## EXERCISE TASK
Omit every picture while repeating the entries exactly.

[Location labeling records]
* begin *
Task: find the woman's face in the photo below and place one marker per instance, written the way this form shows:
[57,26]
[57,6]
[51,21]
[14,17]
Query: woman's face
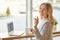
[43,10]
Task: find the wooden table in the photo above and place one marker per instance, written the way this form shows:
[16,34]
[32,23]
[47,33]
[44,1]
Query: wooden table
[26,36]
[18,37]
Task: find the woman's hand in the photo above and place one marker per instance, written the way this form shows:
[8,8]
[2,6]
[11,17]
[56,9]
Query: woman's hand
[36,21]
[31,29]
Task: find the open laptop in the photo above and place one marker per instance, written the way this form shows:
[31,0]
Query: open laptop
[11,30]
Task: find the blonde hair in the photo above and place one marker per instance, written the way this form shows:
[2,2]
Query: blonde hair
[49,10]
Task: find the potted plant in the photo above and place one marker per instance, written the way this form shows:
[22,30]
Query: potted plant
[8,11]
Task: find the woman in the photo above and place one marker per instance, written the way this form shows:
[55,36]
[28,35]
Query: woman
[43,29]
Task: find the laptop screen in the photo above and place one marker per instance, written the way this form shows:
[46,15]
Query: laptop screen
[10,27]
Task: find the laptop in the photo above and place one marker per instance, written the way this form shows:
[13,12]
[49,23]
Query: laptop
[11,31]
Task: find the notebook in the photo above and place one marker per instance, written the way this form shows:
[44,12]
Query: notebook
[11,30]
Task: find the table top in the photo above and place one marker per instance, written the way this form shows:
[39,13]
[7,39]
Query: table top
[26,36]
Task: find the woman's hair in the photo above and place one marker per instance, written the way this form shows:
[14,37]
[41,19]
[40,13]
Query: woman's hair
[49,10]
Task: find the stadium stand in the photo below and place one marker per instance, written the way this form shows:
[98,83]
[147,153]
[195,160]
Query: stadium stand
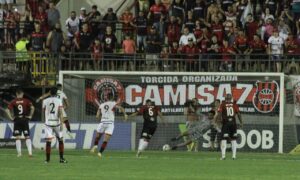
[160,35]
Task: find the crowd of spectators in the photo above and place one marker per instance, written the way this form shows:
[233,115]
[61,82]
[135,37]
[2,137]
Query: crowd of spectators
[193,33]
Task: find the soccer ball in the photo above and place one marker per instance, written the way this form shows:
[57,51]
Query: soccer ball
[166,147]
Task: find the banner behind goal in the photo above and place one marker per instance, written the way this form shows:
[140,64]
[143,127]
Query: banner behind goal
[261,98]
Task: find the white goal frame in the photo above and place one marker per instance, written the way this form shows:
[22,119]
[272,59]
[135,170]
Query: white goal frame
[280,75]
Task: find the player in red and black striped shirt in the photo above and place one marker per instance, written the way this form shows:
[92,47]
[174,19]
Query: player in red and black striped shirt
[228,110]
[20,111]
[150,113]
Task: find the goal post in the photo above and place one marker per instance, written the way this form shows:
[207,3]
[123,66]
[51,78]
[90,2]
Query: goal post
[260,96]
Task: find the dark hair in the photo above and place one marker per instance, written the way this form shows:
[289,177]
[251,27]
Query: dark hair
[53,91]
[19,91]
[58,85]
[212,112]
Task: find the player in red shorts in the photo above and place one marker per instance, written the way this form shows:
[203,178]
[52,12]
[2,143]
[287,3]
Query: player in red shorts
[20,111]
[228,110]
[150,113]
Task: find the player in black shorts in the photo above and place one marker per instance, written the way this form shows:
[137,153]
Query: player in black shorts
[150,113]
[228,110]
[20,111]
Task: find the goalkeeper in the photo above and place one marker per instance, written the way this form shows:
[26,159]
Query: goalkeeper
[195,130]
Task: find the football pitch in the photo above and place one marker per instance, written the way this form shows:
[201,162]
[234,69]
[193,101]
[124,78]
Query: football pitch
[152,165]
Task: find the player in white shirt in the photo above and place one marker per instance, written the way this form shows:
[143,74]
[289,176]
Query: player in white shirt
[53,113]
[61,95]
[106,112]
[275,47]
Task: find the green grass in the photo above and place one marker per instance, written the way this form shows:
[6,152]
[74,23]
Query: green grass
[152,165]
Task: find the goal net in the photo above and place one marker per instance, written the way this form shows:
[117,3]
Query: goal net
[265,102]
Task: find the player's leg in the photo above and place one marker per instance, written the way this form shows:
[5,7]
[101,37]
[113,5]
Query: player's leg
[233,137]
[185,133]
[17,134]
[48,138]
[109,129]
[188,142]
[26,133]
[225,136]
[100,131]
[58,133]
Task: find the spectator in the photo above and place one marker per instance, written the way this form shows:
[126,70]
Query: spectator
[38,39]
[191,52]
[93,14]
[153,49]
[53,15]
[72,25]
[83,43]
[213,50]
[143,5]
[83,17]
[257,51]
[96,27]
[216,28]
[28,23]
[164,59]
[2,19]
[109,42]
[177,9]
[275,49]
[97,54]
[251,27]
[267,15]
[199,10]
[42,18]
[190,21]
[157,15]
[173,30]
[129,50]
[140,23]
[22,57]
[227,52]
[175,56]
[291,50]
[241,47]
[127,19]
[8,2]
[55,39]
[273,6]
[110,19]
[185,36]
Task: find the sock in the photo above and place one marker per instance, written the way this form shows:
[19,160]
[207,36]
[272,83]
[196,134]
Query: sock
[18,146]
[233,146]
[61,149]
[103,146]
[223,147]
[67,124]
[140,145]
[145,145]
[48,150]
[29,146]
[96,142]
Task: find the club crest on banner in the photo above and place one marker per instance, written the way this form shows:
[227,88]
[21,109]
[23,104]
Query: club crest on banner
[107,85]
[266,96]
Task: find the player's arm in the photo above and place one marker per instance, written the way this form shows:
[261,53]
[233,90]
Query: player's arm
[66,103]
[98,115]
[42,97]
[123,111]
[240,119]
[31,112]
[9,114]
* end *
## RESULT
Task: find the woman's face in the photo below and place one marker per instance, written the way this form shows:
[57,26]
[57,6]
[51,21]
[14,17]
Query: woman's face
[43,10]
Task: find the wooden table in the photo above and place one marker per instance, written the way this form shows:
[16,34]
[32,23]
[47,33]
[44,1]
Query: wooden table
[26,36]
[18,37]
Task: find the woman's hand in the photo above and place one marker per instance, written the way this form shows:
[8,8]
[2,6]
[11,17]
[56,9]
Query: woman's hand
[36,21]
[31,29]
Task: find the open laptop in the photo above and place one marker per instance, written the way this form shows:
[31,0]
Query: open laptop
[11,30]
Task: find the blonde hair in the photo above and place one marker per instance, written the way this form shows:
[2,2]
Query: blonde hair
[49,10]
Task: find the potted plant in the photo above and place one marker per instance, written the way this form shows:
[22,30]
Query: potted plant
[8,11]
Task: find the woman in the photo above and place one marker per instance, written the way this form shows:
[55,36]
[28,35]
Query: woman
[43,29]
Task: find the laptop screen in the photo above and place one marker per instance, written the way this form shows:
[46,15]
Query: laptop screen
[10,27]
Task: find the laptop in the photo above and place one marker per instance, written the way this form shows:
[13,12]
[49,23]
Query: laptop
[11,31]
Task: find the notebook in the photo above and place one marker per instance, written the way this form shows:
[44,12]
Query: notebook
[11,30]
Task: find the table top in the photo above and place one marker per instance, written the way this form shows:
[39,13]
[7,39]
Query: table top
[26,36]
Task: find the woman's hair in the photo above and place one marker per instance, written the way this form shows:
[14,37]
[41,19]
[40,13]
Query: woman's hair
[49,10]
Task: find the stadium stand in the photo below and place one marker per instance, written the way this form shows:
[98,83]
[147,153]
[195,160]
Query: stadium stand
[160,35]
Task: find the crowd of spectators in the photo above and place one marker per instance, written the way this form shows:
[233,115]
[61,82]
[135,37]
[2,137]
Query: crowd of spectators
[193,33]
Task: find the soccer ball in the photo above and place one marker per instance, written the way this form shows:
[57,51]
Query: soccer ball
[166,147]
Task: find the banner behind goal in the photo above and place one marker per instance, written the way this form shows:
[140,64]
[143,127]
Query: banner behind goal
[261,98]
Task: find the white goal frame in the photo above and place one marker per instance, written the way this form shows:
[22,119]
[272,59]
[135,170]
Query: white goal frame
[280,75]
Task: find the player in red and black striped shirt in the photo above and place one marker per instance, written the way this form shows:
[92,47]
[174,19]
Query: player in red and black striped shirt
[228,110]
[20,111]
[150,113]
Task: find the goal post in the photo above and place one marker per instance, written the way this form shows:
[207,3]
[123,66]
[51,78]
[90,2]
Query: goal post
[260,96]
Task: find the dark hair in the photo above and place one marker per instance, written the way this form shows:
[289,177]
[251,27]
Query: dark hair
[53,91]
[19,91]
[58,85]
[212,112]
Task: find the player in red shorts in the photo above and place one marker per instance, written the way this form shows:
[203,178]
[52,12]
[2,143]
[287,3]
Query: player in red shorts
[20,111]
[228,110]
[150,113]
Task: find the player in black shorts in the photo above and place one marker per instance, written the way this form shows:
[137,153]
Query: player in black shorts
[150,113]
[228,110]
[20,111]
Task: find the goalkeeper in the photo above and place one marker per instance, written the way this form shows:
[26,159]
Query: goalkeeper
[195,130]
Task: find the football pitch in the photo above and place one marker per instance, written the way this form shows:
[201,162]
[234,69]
[193,101]
[124,78]
Query: football pitch
[152,165]
Task: find the player in white shirt in the photo above and place one marker per instance, written the way this form shows:
[143,74]
[289,176]
Query: player in white shirt
[53,113]
[61,95]
[106,112]
[275,47]
Task: find the green grass in the photo above and place one marker per instance, written the way this form shows:
[6,152]
[74,23]
Query: green grass
[152,165]
Task: find the goal net in the photo above and place one marker per instance, written the way this form shows:
[117,3]
Query: goal net
[265,102]
Task: find the player's leg in the photo above and place one marker per instance, written the way this form shows:
[5,7]
[101,37]
[113,5]
Query: player's leg
[233,137]
[185,133]
[17,134]
[48,138]
[109,129]
[188,142]
[26,133]
[225,136]
[100,131]
[58,133]
Task: find the spectator in the photo above and place one marker per instance, written the way this form shows:
[126,70]
Query: spectator
[38,39]
[191,52]
[93,14]
[153,49]
[53,15]
[72,25]
[83,43]
[213,50]
[143,5]
[83,17]
[257,51]
[96,27]
[216,28]
[28,23]
[164,59]
[2,19]
[109,42]
[177,9]
[275,49]
[97,54]
[251,27]
[267,15]
[199,10]
[42,18]
[190,21]
[157,15]
[173,30]
[129,50]
[140,23]
[22,57]
[227,52]
[175,56]
[291,50]
[241,47]
[127,19]
[8,2]
[55,39]
[273,6]
[110,19]
[185,36]
Task: find the sock in the photo above and place one marker per instance, written the way this form shows:
[19,160]
[207,36]
[272,83]
[196,134]
Query: sock
[18,146]
[233,146]
[61,149]
[103,146]
[223,147]
[67,124]
[140,145]
[145,145]
[48,150]
[29,146]
[96,142]
Task: find the club crest on banner in the photo above and place one marker per instance, written the way this form shows:
[227,88]
[21,109]
[23,104]
Query: club crest on banner
[107,85]
[266,96]
Task: find the player's arm in the photo above and place one marker per instance, written the way this form shows:
[261,53]
[233,90]
Query: player's arm
[66,103]
[98,115]
[42,97]
[123,111]
[240,119]
[31,112]
[9,114]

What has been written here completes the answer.